→ **Angezeigter Text**

Skandal um Cambridge Analytica: Facebook wegen Datenmissbrauch unter massivem Druck

50 Millionen Nutzer sind betroffen: Nach dem Datenskandal bei Facebook ermittelt Großbritannien gegen den Konzern. Der Aktienkurs stürzt ab, die Politik prüft stärkere Regulierung.

Nach dem Skandal um einen massiven Missbrauch von Nutzerinformationen wächst der Druck auf Facebook. In den vergangenen beiden Tagen verlor der Börsenwert des Unternehmens mehr als 60 Milliarden Dollar. Die britische Datenschutzbehörde (ICO) gab am Dienstag bekannt, gegen den US-Konzern zu ermitteln. Sie beantragte auch einen Durchsuchungsbefehl für die Londoner Zentrale der Datenanalysefirma Cambridge Analytica, die mutmaßlich illegal an Informationen von bis zu 50 Millionen Facebook-Nutzern gekommen war. Diese soll sie genutzt haben, um US-Präsident Donald Trump im Wahlkampf zu unterstützen und mittels personalisierter Werbung Wahlentscheidungen zu beeinflussen.

Die Datenanalysten von Cambridge Analytica zogen am Dienstagabend aus den Enthüllungen eine erste Konsequenz, indem sie ihren Chef suspendierten. Geschäftsführer Alexander Nix werde mit sofortiger Wirkung während einer "vollumfänglichen, unabhängigen Ermittlung" von seinen Aufgaben entbunden, teilte das Unternehmen mit.

Notz: Bundesregierung darf Rechtsbruch nicht tolerieren

Auch in Deutschland reagieren Experten und Politiker empört auf den Skandal. Der bundesweit für Facebook zuständige Hamburger Datenschutzbeauftragte schaltete sich in die Affäre ein. Die Bundesdatenschutzbeauftragte Andrea Voßhoff sagte, sollten sich die Vorwürfe bestätigen, so „wäre dies jedoch ein alarmierendes Beispiel für die großen Risiken der Profilbildung im Internet, vor denen die BfDI und andere Datenschutzaufsichtsbehörden bereits seit Jahren warnen.“ Auch die Politik solle in Anbetracht von solchen Vorfällen erkennen, dass zum Schutz des Menschen in der digitalen Welt ein starker Datenschutz erforderlich sei und nicht das Gegenteil.

Grünen-Fraktionsvize Konstantin von Notz wählte noch schärfere Worte und forderte die Bundesregierung zum Handeln auf. „Sie darf nicht länger tolerieren, dass Facebook seit Jahren deutsches Recht bricht“, sagte er dem Tagesspiegel. Es brauche eine Stärkung der Datenschutzaufsichtsbehörden, „die von der Bundesregierung über Jahre bewusst klein gehalten wurden“.

→ **Zu bearbeitende Liste**
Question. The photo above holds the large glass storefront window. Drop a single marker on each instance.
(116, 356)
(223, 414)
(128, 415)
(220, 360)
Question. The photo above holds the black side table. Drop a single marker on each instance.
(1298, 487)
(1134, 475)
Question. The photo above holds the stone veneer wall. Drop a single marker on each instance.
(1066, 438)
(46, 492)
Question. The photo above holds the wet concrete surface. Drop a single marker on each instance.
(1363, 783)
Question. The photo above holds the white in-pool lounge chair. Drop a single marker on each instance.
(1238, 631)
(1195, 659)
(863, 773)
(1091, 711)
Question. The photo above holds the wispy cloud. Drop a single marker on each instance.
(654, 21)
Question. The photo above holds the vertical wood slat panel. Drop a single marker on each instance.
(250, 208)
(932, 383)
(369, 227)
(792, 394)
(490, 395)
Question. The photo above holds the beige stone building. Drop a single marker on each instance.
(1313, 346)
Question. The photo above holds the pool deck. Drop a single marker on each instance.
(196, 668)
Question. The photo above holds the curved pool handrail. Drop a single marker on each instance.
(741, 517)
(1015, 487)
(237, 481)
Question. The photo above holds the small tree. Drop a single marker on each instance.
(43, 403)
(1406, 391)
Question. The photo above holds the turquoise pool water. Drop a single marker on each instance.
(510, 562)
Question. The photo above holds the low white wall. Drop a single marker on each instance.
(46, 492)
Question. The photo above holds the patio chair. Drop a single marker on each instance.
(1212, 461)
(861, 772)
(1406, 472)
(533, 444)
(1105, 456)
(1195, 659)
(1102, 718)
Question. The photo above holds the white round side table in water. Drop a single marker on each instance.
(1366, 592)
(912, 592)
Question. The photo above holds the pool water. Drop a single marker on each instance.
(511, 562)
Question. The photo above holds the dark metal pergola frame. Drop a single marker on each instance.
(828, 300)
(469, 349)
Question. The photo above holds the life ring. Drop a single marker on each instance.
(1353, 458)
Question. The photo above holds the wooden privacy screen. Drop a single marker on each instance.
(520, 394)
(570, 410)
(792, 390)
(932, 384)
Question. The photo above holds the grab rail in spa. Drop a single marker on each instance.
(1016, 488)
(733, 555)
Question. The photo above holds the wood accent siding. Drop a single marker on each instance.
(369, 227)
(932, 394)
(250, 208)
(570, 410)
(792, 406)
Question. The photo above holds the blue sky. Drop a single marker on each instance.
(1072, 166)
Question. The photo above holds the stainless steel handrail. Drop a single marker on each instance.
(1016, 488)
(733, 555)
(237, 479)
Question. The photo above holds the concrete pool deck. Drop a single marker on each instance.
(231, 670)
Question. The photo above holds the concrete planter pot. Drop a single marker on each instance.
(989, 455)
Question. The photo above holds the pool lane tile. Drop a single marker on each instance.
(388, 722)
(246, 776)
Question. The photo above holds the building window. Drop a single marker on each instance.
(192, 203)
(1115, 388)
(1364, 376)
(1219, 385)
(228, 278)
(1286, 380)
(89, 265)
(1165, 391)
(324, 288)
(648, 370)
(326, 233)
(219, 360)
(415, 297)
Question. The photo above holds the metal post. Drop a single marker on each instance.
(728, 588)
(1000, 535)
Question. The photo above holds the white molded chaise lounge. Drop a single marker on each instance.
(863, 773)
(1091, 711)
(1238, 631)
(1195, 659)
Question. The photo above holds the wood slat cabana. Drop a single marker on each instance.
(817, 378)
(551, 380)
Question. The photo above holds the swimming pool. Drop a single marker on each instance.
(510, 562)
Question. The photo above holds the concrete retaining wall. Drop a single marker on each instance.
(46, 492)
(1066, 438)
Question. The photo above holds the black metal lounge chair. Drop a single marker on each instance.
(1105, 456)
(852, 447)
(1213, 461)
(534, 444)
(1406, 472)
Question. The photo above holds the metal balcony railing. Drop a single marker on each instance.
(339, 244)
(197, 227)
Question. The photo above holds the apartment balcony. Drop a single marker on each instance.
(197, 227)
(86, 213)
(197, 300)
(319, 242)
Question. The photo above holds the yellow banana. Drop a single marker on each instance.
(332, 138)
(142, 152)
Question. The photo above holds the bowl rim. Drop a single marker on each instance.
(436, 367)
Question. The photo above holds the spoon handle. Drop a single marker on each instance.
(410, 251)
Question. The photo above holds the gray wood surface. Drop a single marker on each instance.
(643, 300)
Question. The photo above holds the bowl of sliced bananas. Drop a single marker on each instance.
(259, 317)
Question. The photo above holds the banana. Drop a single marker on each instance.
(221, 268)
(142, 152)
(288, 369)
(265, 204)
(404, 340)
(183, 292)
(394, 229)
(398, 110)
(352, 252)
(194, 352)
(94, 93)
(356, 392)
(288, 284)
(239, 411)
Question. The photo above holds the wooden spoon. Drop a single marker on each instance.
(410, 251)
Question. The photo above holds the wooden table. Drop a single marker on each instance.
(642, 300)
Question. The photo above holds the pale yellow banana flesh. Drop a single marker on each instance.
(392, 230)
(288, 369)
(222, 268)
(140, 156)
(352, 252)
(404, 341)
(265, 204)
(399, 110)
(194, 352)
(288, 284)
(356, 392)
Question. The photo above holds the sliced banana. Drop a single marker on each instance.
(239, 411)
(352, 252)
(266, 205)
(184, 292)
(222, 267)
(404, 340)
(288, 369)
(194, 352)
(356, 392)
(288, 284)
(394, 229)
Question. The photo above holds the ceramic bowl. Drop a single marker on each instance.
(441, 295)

→ **Aufgabe 1**
Beantworte drei Fragen zum Text über den Facebook-Datenskandal:
(a) Wie viel Börsenwert verlor Facebook in den vergangenen beiden Tagen?
(b) Wen hat Cambridge Analytica am Dienstagabend suspendiert?
(c) Welcher Zeitung gegenüber äußerte sich Konstantin von Notz?
→ **Aufgabe 2**
Zähle bitte, wie viele Zeilen der Liste die Zeichenfolge "handrail" enthalten, und nenne nur diese Zahl. Groß- und Kleinschreibung sind zu beachten.
Text und Liste stehen in keinem Zusammenhang miteinander.

→ **Lösung 1**
(a) Mehr als 60 Milliarden Dollar.
(b) Geschäftsführer Alexander Nix.
(c) Dem Tagesspiegel.

→ **Lösung 2**
2